--- Texte fourni ---
################

Philippe Gladieux : « il faut aller jusqu’à séduire le filament de la lampe »

26 October 2017 | PAR Amelie Blaustein Niddam

A la rédaction de Toute La Culture, chaque journaliste a ses obsessions. Lorsque l’idée de constituer un dossier autour des métiers de la culture a pointé le bout de son nez, nous n’avons eu aucun temps de réflexion. Il était urgent de comprendre, enfin et comment, Philippe Gladieux faisait danser la lumière dans les spectacles de Fabrice Lambert ou Yves-Noël Genod.

Ma première question est celle qui m’a poussée à vous proposer cet entretien dans le cadre du Dossier Métiers de Toute La Culture : Alors…quel est votre métier ?

Je m’occupe de la lumière. J’ai découvert ce métier avec le temps : c’est venu comme une évidence, je le savais sans vraiment le savoir. Au début, j’ai fais un petit peu de photo, mais ce n’était pas vraiment mon truc. Après, à 17 ans, j’ai essayé de faire un film, je voulais me lancer dans le cinéma mais je ne savais pas diriger les acteurs alors je n’ai pas réalisé ce film. Après, je me suis retrouvé à l’atelier de Gabily mais je me suis rendu compte que ce n’était pas mon truc non plus. Ensuite j’ai monté une pièce, sur un texte de Godard, j’ai même eu la chance de le rencontrer ! Mais rien de tout ça ne m’allait. Et puis un jour, la danse est arrivée. Je me suis dis : « voila, je voudrais être danseur ». Les chorégraphes et les musiciens ont essayé de faire quelque chose avec moi, mais je suis arythmique, rien ne marchait.

Vous étiez sur scène ?

Oui, jusqu’à mes 20, 22 ans, dans des ateliers. Mais je sentais bien qu’il y avait quelque chose qui clochait, je n’étais pas assez naturel, trop cérébral, pas assez dans l’instant présent. Et ça ne me plaisait pas vraiment. Pour vivre, je contrôlais les billets dans un théâtre, ce qui me permettait aussi de rencontrer les gens. Finalement, c’est les autres qui m’ont aidé à découvrir ma vocation, comme Fabrice Lambert, qui m’a proposé de travailler avec lui.

S’occuper des lumières, c’est à la fois technique et intellectuel. Avez-vous été formé à cela ?

Je me suis formé tout seul, avec l’aide d’autres personnes, dans les lieux où je travaillais. Je suis entré dans les équipes comme électricien, puis comme régisseur, par petits bouts, en intermittence. A force de chercher des trucs tout seul, de m’amuser avec des lampes et d’essayer de comprendre les incidences de la température, de la couleur et de la lumière sur un corps. J’essayait de savoir ce que tout ça me racontait. Cela touchait mon inconscient, le faisait vibrer. Cela m’a aussi permis de communiquer avec des gens qui tenaient le même type de discours que moi : si je disais qu’un état de corps correspondait à tel mouvement de lumière, ou à une telle fréquence, alors on se comprenait.

################

--- Jeu de données ---
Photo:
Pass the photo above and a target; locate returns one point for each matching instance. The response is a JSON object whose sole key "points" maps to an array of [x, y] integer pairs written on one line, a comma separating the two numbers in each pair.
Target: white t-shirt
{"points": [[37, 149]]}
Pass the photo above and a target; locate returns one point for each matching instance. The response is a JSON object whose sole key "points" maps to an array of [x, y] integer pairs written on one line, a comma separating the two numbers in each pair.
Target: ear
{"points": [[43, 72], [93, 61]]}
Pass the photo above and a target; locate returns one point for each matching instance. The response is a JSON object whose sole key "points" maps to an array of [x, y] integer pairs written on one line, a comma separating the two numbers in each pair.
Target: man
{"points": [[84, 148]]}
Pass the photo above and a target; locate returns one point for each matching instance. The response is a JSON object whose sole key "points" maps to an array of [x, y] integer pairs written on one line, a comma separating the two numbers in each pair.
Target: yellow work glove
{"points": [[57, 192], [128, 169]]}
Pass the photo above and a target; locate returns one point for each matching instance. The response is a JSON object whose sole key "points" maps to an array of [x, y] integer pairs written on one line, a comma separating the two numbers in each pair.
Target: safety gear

################

--- Exercices écrits ---
1. Répondez à partir du texte :
(a) À quel âge Philippe Gladieux a-t-il essayé de faire un film ?
(b) Quel travail faisait-il pour vivre ?
(c) Sous quels postes est-il entré dans les équipes ?
2. Résumez le texte en deux phrases.
Ce travail ne nécessite pas la liste.

--- Corrigé ---
1.
(a) À 17 ans.
(b) Il contrôlait les billets dans un théâtre.
(c) Comme électricien, puis comme régisseur.

2. Philippe Gladieux, qui s'occupe de la lumière, a essayé la photo, le cinéma, la mise en scène d'une pièce et la danse avant que d'autres, comme Fabrice Lambert, l'aident à découvrir sa vocation. Il s'est formé seul, avec l'aide d'autres personnes, en entrant dans les équipes comme électricien puis comme régisseur et en cherchant à comprendre les incidences de la température, de la couleur et de la lumière sur un corps.